Selected extract:

::::

Netflix, Inc. (NASDAQ:NFLX) is making headlines ahead of tonight's earnings report. The streaming service announced it has picked up Jerry Seinfeld's "Comedians in Cars Getting Coffee," of which it will stream and produce an additional 24 episodes. Heading into tonight's earnings, it looks as though NFLX option players are expecting a bigger-than-usual move in either direction.

At last check, NFLX is down 0.7% at $131.90. Since February, NFLX shares have managed to add 65% -- mostly thanks to a huge post-earnings bull gap in October -- and the stock notched a new record high of $135.40 yesterday. The shares have also enjoyed the support of their 10- and 20-day moving averages since late November.

Drilling down, NFLX calls and puts are trading at about the same rate today, with roughly 72,000 of each crossing the line so far. NFLX options are trading at nearly two times their average intraday volume, with the 10 most active options expiring at the end of this week. In particular, the January 2017 132-, 135-, and 140-strike calls have seen buy-to-open action, according to the International Securities Exchange (ISE), indicating traders are expecting higher highs by the time the options expire this Friday.

::::

Entries provided:
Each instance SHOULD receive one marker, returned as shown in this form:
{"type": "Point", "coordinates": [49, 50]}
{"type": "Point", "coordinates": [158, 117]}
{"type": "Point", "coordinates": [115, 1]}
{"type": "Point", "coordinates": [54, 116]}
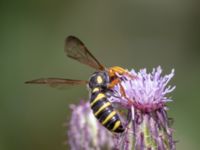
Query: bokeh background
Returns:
{"type": "Point", "coordinates": [132, 34]}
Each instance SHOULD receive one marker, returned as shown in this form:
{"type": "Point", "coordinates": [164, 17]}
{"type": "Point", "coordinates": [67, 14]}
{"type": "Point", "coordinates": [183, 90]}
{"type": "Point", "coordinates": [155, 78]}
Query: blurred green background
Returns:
{"type": "Point", "coordinates": [131, 34]}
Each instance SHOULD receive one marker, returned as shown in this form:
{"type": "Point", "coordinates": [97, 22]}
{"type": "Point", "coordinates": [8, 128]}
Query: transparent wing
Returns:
{"type": "Point", "coordinates": [77, 50]}
{"type": "Point", "coordinates": [57, 82]}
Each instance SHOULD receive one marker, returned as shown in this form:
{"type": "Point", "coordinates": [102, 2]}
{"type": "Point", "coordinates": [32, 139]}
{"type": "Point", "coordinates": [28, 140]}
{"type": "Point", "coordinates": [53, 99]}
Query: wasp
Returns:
{"type": "Point", "coordinates": [100, 84]}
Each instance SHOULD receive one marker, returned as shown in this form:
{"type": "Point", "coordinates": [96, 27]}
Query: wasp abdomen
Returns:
{"type": "Point", "coordinates": [104, 111]}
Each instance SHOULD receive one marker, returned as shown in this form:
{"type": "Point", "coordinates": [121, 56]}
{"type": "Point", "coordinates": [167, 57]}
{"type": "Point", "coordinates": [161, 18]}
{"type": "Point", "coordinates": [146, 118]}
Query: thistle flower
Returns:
{"type": "Point", "coordinates": [149, 127]}
{"type": "Point", "coordinates": [85, 132]}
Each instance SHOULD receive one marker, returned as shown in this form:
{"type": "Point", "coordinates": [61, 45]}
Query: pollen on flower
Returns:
{"type": "Point", "coordinates": [146, 98]}
{"type": "Point", "coordinates": [147, 92]}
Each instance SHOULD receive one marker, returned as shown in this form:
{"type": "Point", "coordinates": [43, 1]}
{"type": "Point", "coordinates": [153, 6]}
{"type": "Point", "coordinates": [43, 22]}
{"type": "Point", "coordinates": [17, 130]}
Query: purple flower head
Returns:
{"type": "Point", "coordinates": [147, 125]}
{"type": "Point", "coordinates": [85, 132]}
{"type": "Point", "coordinates": [145, 97]}
{"type": "Point", "coordinates": [146, 92]}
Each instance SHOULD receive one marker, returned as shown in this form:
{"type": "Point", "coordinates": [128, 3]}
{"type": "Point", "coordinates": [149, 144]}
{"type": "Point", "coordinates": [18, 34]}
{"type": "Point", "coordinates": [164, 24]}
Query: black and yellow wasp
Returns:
{"type": "Point", "coordinates": [100, 83]}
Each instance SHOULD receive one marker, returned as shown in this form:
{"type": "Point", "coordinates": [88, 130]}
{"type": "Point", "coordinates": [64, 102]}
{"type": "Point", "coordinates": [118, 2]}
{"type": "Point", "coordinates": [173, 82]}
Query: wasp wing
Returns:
{"type": "Point", "coordinates": [57, 82]}
{"type": "Point", "coordinates": [77, 50]}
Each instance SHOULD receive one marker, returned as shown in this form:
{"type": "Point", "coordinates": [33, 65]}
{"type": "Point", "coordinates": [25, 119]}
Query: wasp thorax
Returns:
{"type": "Point", "coordinates": [99, 79]}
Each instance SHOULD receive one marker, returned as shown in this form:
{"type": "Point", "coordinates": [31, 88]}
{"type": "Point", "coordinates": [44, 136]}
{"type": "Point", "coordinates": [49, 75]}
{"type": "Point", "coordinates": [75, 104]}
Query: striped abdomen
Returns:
{"type": "Point", "coordinates": [104, 111]}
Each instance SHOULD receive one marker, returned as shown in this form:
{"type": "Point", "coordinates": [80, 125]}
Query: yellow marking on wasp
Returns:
{"type": "Point", "coordinates": [99, 79]}
{"type": "Point", "coordinates": [117, 124]}
{"type": "Point", "coordinates": [109, 117]}
{"type": "Point", "coordinates": [95, 90]}
{"type": "Point", "coordinates": [102, 108]}
{"type": "Point", "coordinates": [99, 96]}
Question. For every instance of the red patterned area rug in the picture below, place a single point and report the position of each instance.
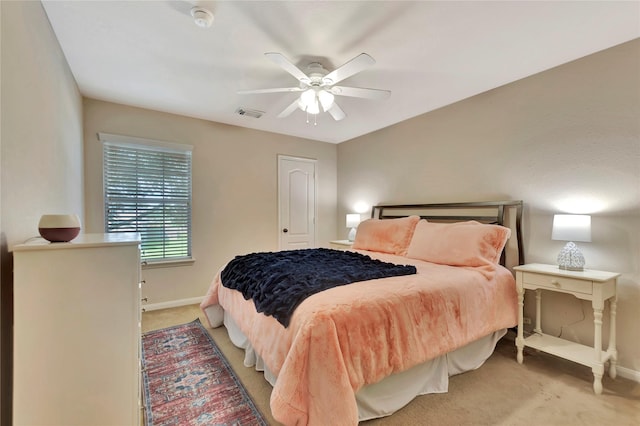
(187, 381)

::::

Parts of the exercise:
• A. Do these statements agree with the Netflix earnings excerpt? Answer yes or no for each, quoting the deciding words. (i) Netflix will produce 24 more episodes of "Comedians in Cars Getting Coffee." (ii) NFLX reached its record high of $135.40 on the day of the report. (iii) Far more NFLX puts than calls have traded today.
• B. Resume the Netflix earnings excerpt after its last sentence.

Per-task answers:
• A.
(i) Yes: "of which it will stream and produce an additional 24 episodes"
(ii) No: "the stock notched a new record high of $135.40 yesterday"
(iii) No: "NFLX calls and puts are trading at about the same rate today"

• B.
Widening the lens, near-term option players have rarely been more put-skewed over the last 12 months, with NFLX's Schaeffer's put/call open interest ratio (SOIR) of 1.15 sitting at an annual peak. What's more, NFLX's 10-day put/call volume ratio at the ISE, Chicago Board Options Exchange (CBOE), and NASDAQ OMX PHLX (PHLX) of 0.90 sits in the top 82% of its annual range, indicating a larger-than-usual appetite for long puts over calls. During this time period, the June 100 put was the most added option, with notable buy-to-open activity. However, considering NFLX's recent surge, this could be attributable to shareholders seeking to hedge their investments with out-of-the-money puts.

But despite NFLX's quest for record highs, pessimism prevails. Short interest in the shares accounts for 5.7% of NFLX's float, which would take traders a week to cover, at NFLX's average daily volume -- plenty of fuel for a short squeeze, should NFLX report another solid quarter. Elsewhere, some of the brokerage bunch also remain skeptical, with 15 of 33 rating the shares a "hold" or worse -- ample room for upgrades. However, Brean Capital issued a note in support of NFLX earlier today, suggesting NFLX could hit 230 million global subscribers.

J.P. Morgan Securities recommends owning volatility in NFLX ahead of earnings. In fact, NFLX shares have enjoyed a one-day post-earnings move of more than 10% in six of the past eight quarters. This time around, Netflix, Inc. (NASDAQ:NFLX) option players are pricing in a 14.9% single-day move in either direction -- bigger than the stock's average one-day swing of 13.4% after its last eight earnings reports.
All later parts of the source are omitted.